Extract provided:
━━━

Closed TobiasLee closed 1 year ago
Hi, thanks for your interest! Can you say more about what you're looking for?
We currently make all checkpoints (every 1k steps) available in Huggingface format in the repositories on the HF Hub: https://huggingface.co/EleutherAI/pythia-70m/tree/step103000 for example stores the 70m, step 103000 (and likewise for Pythia-12b and Pythia-7b).
If there is some analysis you want to do that requires either retraining or examining the optimizer states, more than happy to upload specific checkpoints upon request! However, we likely would not be able to upload every NeoX checkpoint + optimizer state to Huggingface due to storage constraints (optimizer states cause storage requirements to at least 6x). Does what you intend to do require the non-HF models?
Closing because we have HF-format models already public! Please don't hesitate to reopen if you need optimizer states or anything else. :)

━━━

Data extracts:
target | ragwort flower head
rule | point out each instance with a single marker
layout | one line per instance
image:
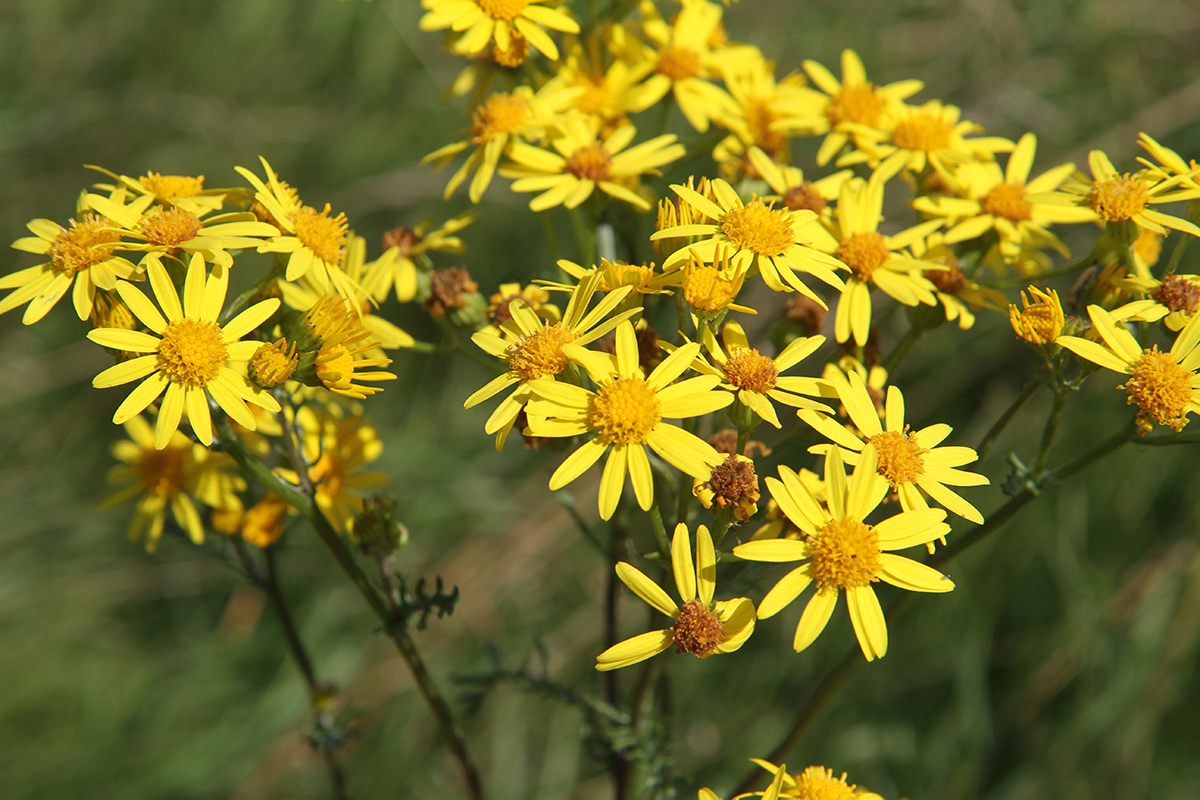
(189, 355)
(843, 553)
(700, 626)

━━━

Requirement 1:
Based on the Pythia checkpoint thread, say whether each statement agrees with it. Answer yes or no and quote the deciding words.
(a) Checkpoints are offered in Huggingface format at intervals of 1k steps.
(b) The maintainers plan to upload every NeoX checkpoint along with its optimizer state to Huggingface.
(c) The issue was closed because HF-format models are already public.
Requirement 2:
Render this sentence from the Pythia checkpoint thread in Spanish: "Please don't hesitate to reopen if you need optimizer states or anything else."
Requirement 3:
Write the next part of the Pythia checkpoint thread, starting after its last message.
The records are separate material from the Pythia checkpoint thread.

Expected answer 1:
(a) Yes: "We currently make all checkpoints (every 1k steps) available in Huggingface format"
(b) No: "we likely would not be able to upload every NeoX checkpoint + optimizer state to Huggingface due to storage constraints"
(c) Yes: "Closing because we have HF-format models already public!"

Expected answer 2:
No dudes en reabrirlo si necesitas los estados del optimizador o cualquier otra cosa.

Expected answer 3:
Hi Hailey,
Not the OP, but I am in fact wondering if I could have access to the optimizer states. Having the optimizer state for the last checkpoint will be the most helpful, and having the optimizer states for ~10 evenly spaced checkpoints throughout training will be more than sufficient for me.
Hi @jiahai-feng , yes, I can get these uploaded for you this week!
Hi @jiahai-feng I've uploaded all optim states to neox-ckpt-pythia-160m-v1
and likewise for 160m-deduped! Will continue uploading more models' checkpoints.
Hi, thanks for your great work!
I am investigating the emergent abilities of LLM training, and I'd like to request the internal checkpoints of Pythia-12b or Pythia-7b, i.e., checkpoints saved per 1k steps. Could u kindly upload the checkpoints to Huggingface for me?